Task goal =
Copy the records below, from the line containing "[locate] dozer blade (one dot each)" through the last line; leave out pictures.

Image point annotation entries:
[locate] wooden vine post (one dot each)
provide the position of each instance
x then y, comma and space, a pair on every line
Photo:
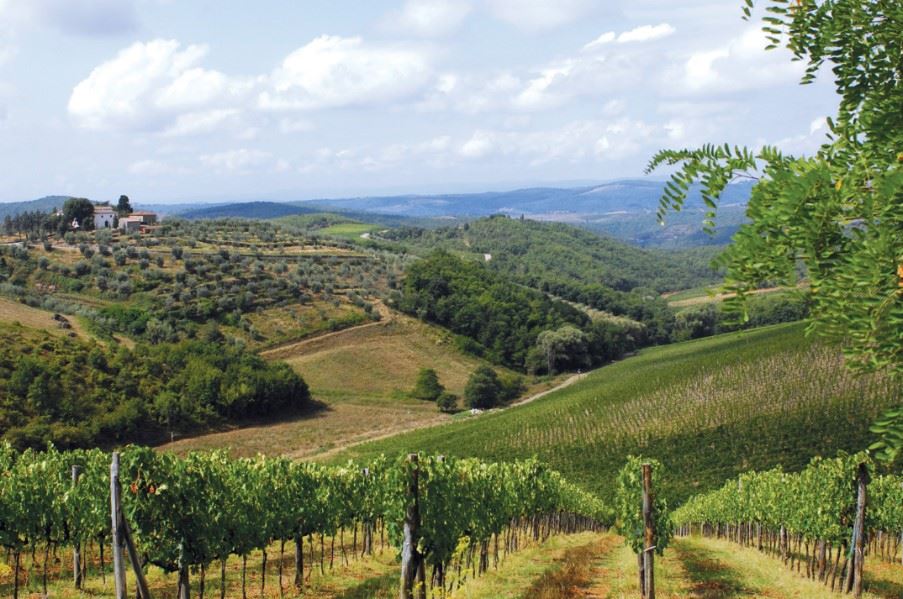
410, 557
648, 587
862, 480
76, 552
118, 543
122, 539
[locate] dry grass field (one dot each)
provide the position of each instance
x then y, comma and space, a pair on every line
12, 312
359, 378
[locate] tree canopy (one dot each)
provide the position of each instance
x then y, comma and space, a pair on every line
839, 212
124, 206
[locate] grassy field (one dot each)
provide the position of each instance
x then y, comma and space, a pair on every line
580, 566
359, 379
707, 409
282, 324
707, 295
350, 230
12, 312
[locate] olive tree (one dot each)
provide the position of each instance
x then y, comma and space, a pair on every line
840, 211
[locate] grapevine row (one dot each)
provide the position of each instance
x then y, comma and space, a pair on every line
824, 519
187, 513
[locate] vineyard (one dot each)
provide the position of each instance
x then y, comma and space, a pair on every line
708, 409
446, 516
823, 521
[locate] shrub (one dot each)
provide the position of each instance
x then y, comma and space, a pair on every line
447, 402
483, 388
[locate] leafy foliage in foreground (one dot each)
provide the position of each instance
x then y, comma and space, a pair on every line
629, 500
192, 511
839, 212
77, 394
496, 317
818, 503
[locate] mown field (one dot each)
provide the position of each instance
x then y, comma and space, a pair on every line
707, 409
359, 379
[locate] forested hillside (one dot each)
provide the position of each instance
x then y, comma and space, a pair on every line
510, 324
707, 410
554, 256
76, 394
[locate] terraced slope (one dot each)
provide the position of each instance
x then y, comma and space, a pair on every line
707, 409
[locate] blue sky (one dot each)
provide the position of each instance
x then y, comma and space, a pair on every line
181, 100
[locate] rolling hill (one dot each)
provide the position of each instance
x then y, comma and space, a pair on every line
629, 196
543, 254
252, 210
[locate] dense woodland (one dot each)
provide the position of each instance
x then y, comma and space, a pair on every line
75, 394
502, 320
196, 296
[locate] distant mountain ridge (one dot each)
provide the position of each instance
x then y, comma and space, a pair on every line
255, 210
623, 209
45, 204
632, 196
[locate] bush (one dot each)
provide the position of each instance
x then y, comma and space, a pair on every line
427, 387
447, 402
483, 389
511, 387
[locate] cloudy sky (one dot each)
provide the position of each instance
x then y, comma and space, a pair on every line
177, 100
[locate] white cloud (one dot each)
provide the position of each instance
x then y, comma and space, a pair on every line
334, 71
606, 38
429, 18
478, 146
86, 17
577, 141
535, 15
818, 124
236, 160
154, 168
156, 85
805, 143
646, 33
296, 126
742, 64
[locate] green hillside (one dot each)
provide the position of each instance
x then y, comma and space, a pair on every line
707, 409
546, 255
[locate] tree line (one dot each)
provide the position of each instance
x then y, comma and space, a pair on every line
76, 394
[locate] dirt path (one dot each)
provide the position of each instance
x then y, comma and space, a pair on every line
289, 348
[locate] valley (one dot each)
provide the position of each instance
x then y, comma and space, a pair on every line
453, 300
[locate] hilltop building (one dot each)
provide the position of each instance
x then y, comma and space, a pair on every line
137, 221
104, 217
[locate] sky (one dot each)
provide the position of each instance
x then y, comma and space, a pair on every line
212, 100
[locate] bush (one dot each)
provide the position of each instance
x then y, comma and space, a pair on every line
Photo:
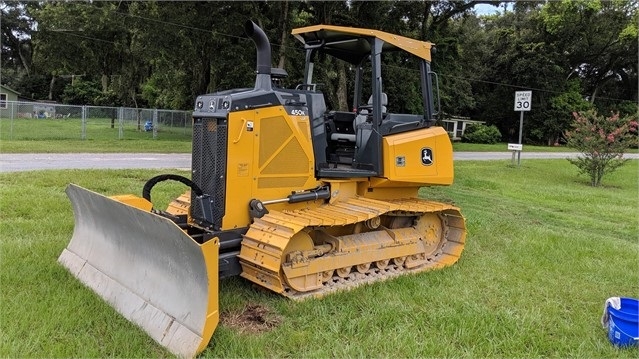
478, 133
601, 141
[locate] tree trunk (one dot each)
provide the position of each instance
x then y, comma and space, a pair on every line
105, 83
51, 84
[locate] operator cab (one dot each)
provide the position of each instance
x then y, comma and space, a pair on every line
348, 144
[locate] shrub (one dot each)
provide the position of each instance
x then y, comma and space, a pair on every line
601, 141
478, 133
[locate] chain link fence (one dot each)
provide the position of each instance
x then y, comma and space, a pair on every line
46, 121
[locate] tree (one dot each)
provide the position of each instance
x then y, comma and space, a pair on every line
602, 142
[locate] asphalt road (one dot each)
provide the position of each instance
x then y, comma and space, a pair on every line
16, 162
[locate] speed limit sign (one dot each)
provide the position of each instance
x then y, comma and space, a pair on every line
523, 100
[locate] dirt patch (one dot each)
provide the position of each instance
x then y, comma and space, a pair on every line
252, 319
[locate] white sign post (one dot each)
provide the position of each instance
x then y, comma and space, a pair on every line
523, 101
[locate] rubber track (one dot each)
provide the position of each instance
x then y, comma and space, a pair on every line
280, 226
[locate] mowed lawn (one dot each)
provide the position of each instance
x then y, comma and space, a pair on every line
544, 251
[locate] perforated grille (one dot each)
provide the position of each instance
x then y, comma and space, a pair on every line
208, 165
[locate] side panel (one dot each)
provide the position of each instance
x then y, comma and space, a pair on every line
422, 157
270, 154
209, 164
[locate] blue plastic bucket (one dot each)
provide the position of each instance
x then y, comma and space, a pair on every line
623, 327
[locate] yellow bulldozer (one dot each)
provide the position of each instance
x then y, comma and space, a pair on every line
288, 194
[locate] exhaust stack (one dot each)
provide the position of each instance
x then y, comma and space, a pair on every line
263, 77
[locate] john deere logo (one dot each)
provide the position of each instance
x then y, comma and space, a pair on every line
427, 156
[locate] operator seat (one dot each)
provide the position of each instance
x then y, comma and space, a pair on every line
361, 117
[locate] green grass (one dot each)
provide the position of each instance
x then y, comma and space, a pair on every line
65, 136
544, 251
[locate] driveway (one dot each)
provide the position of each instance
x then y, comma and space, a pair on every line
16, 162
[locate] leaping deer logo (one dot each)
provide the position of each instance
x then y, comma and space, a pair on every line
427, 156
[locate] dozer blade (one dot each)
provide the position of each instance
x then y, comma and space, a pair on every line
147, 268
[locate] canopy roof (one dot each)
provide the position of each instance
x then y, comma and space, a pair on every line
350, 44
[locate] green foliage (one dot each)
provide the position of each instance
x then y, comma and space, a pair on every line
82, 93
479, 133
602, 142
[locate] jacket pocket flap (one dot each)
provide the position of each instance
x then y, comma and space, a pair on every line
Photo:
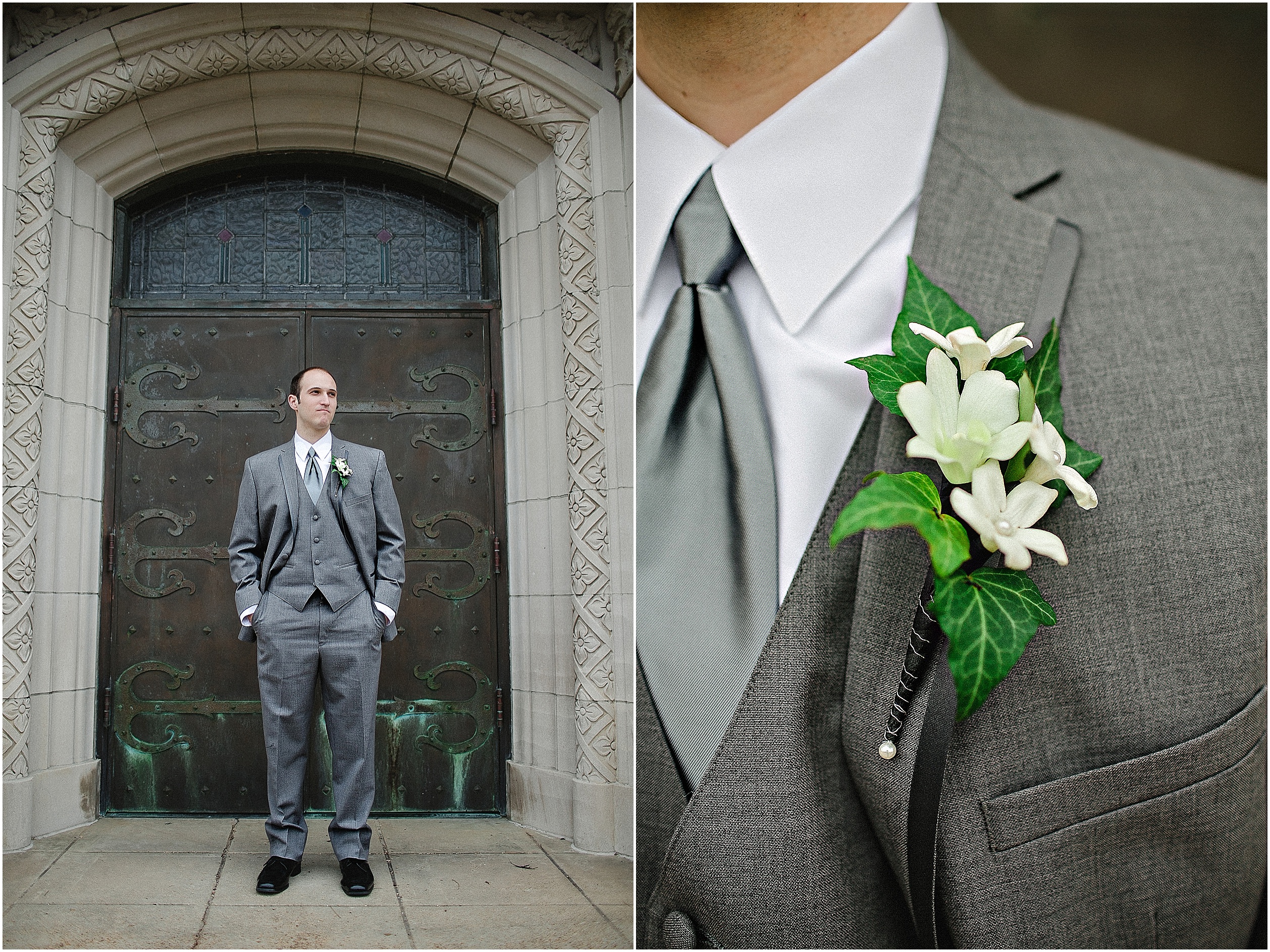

Expected answer =
[locate] dozer blade (one dot each)
provide the position of each instance
x then y, comma and space, a pair on every line
147, 268
[locate] canopy roof (one dot each)
provide the position of each instance
x then y, comma and space, a pair on every line
350, 44
[locate] green foliage (one dot each)
provide the position of each instance
x then y, comma and space, a pair on every line
82, 93
479, 133
602, 142
[locate] jacket pocket flap (one dot each)
provide the position of each instance
x then y, comma and space, a pair on every line
Photo:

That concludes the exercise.